Task instructions –
Identify the line with "[locate] the spectator"; copy word for word that line and every one after it, to the end of the listing. Exclude pictures.

Saved data entries

══════

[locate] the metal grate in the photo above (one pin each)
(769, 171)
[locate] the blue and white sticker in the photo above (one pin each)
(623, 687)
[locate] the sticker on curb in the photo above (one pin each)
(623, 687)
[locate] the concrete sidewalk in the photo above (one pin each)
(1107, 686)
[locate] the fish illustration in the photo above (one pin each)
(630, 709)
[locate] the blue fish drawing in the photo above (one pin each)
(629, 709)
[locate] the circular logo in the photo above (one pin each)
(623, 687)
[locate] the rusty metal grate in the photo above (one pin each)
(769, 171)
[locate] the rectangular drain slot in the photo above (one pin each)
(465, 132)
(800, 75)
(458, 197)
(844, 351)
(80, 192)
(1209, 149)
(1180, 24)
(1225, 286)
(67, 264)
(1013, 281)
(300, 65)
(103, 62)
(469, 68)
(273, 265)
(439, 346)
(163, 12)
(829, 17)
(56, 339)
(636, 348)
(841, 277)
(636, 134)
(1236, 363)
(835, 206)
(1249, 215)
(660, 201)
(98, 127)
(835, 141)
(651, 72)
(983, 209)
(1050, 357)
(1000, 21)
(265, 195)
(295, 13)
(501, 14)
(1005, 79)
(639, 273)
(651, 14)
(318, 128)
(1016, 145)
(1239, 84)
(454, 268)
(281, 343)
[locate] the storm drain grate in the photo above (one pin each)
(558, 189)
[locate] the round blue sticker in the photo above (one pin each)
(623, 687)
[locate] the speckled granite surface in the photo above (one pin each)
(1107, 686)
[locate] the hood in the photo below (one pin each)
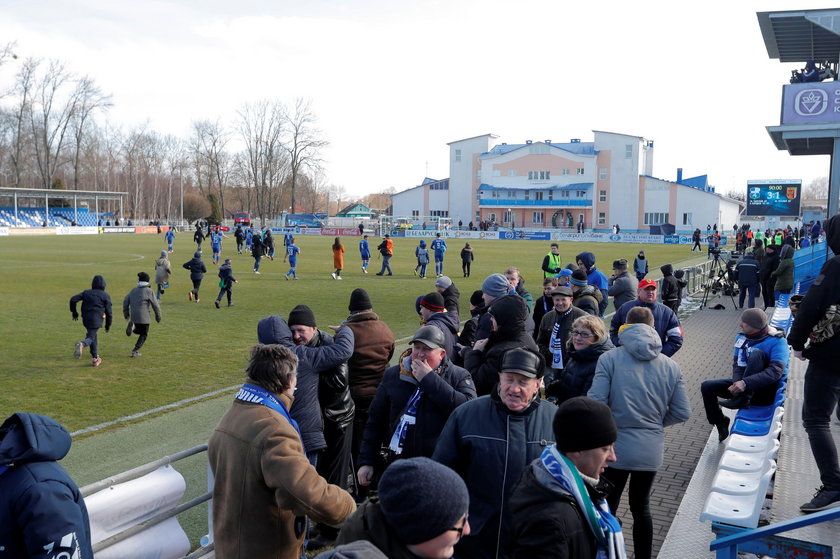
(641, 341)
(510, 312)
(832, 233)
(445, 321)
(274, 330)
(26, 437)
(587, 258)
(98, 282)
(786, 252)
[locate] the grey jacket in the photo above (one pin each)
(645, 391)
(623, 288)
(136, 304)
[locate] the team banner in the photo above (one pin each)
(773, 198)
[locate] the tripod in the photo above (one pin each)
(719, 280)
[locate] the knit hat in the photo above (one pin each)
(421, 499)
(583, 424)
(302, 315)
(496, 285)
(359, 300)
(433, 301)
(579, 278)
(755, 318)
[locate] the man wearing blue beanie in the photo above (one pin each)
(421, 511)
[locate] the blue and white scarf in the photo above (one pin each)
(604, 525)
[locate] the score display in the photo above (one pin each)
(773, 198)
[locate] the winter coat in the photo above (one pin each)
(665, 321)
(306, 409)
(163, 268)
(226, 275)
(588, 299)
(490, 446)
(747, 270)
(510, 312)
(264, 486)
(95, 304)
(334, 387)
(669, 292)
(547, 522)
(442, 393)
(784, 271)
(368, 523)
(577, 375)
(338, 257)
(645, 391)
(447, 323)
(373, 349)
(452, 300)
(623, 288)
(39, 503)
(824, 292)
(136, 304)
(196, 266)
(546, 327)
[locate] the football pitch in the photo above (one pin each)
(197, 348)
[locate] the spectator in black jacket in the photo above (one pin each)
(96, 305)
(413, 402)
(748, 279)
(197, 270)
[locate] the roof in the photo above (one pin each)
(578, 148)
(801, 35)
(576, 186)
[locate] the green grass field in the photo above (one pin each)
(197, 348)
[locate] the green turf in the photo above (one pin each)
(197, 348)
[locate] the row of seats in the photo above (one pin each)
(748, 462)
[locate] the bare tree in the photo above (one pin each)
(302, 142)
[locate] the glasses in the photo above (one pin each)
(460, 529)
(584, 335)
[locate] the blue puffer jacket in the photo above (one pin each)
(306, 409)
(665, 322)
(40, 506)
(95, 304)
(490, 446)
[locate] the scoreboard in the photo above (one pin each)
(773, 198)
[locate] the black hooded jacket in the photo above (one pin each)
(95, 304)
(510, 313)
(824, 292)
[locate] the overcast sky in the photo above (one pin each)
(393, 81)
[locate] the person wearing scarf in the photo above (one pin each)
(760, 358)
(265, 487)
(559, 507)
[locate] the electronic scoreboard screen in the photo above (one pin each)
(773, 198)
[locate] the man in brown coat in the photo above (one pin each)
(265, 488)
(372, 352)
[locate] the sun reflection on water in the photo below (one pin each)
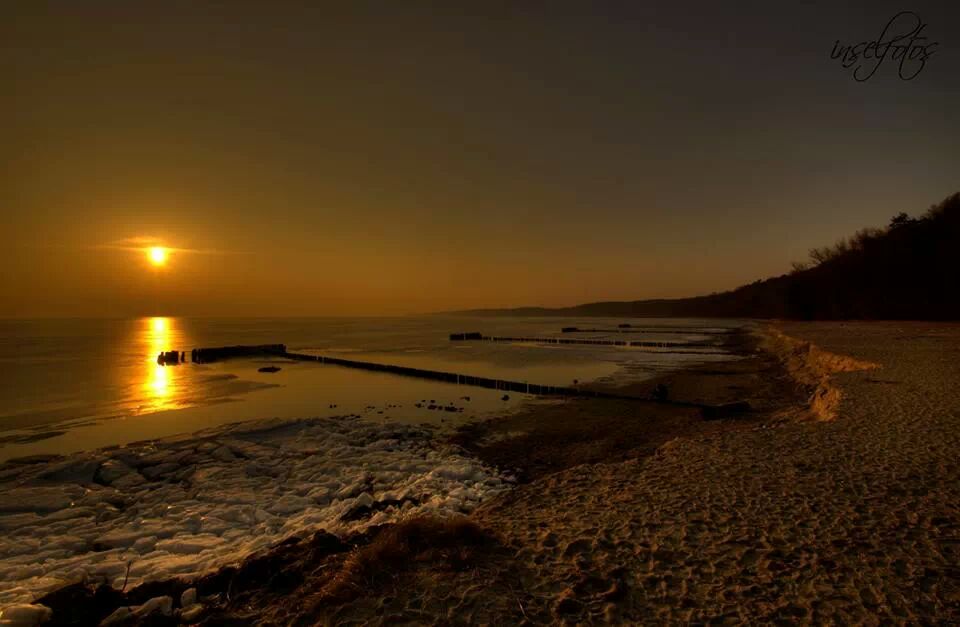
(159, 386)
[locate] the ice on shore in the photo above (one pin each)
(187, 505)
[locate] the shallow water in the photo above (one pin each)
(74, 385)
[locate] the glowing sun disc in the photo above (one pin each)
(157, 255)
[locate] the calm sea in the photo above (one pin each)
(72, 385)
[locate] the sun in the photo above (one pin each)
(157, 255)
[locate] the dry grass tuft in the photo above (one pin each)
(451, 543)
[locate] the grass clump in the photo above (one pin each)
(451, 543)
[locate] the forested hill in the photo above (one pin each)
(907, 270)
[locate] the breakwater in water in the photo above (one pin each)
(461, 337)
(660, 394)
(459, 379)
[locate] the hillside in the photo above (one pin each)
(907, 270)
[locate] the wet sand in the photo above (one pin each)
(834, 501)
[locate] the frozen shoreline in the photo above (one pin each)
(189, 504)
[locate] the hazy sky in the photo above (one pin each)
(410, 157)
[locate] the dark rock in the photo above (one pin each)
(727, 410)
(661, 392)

══════

Exercise response –
[locate] the spectator in black jacket in the photo above (one pin each)
(96, 305)
(413, 402)
(748, 279)
(197, 270)
[locate] the roof in the photo above (one pin each)
(578, 148)
(801, 35)
(576, 186)
[locate] the green grass field in the photo above (one pin each)
(197, 348)
[locate] the green turf in the photo above (one pin each)
(197, 348)
[locate] the row of seats in the photo above (one pin each)
(748, 462)
[locate] the bare tree in the photo above (one pin each)
(302, 142)
[locate] the glasses in the photo above (one pin each)
(460, 529)
(584, 335)
[locate] the blue puffer jacket in the photo above (one pin each)
(306, 409)
(665, 322)
(40, 506)
(95, 304)
(490, 446)
[locate] the scoreboard in the photo above (one pin each)
(773, 198)
[locate] the black hooded jacket in the photo above (one pin each)
(95, 304)
(510, 313)
(824, 292)
[locate] the overcast sky in the photo above (one pin each)
(393, 81)
[locate] the person wearing scarf in the photo above (one pin each)
(760, 358)
(265, 487)
(559, 507)
[locate] the electronic scoreboard screen in the photo above (one pin each)
(773, 198)
[locate] the man in brown coat in the photo above (one pin each)
(265, 488)
(372, 352)
[locate] the sun reflection on water in the photo below (one pin each)
(159, 386)
[locate] the ice on shore in the photo above (one pin each)
(187, 505)
[locate] the shallow water in the photo above (one pin each)
(74, 385)
[locate] the glowing sun disc in the photo above (one pin each)
(157, 255)
[locate] the calm sea in the photo above (one pin each)
(72, 385)
[locate] the sun in the photo above (one pin each)
(157, 255)
[locate] the dry grass tuft in the photo above (one pin each)
(451, 543)
[locate] the grass clump in the photo above (one pin each)
(451, 543)
[locate] the forested hill in the photo above (one pin each)
(907, 270)
[locate] the breakwater in water in the photo above (one pin each)
(461, 337)
(660, 394)
(459, 379)
[locate] the hillside in the photo above (one pin each)
(907, 270)
[locate] the wet sand in the photo above (one pin each)
(834, 501)
[locate] the frozen shoreline in the photo above (one pin each)
(189, 504)
[locate] the hazy sky in the photo above (one pin each)
(410, 157)
[locate] the dark rock in the photo above (one pin each)
(727, 410)
(661, 392)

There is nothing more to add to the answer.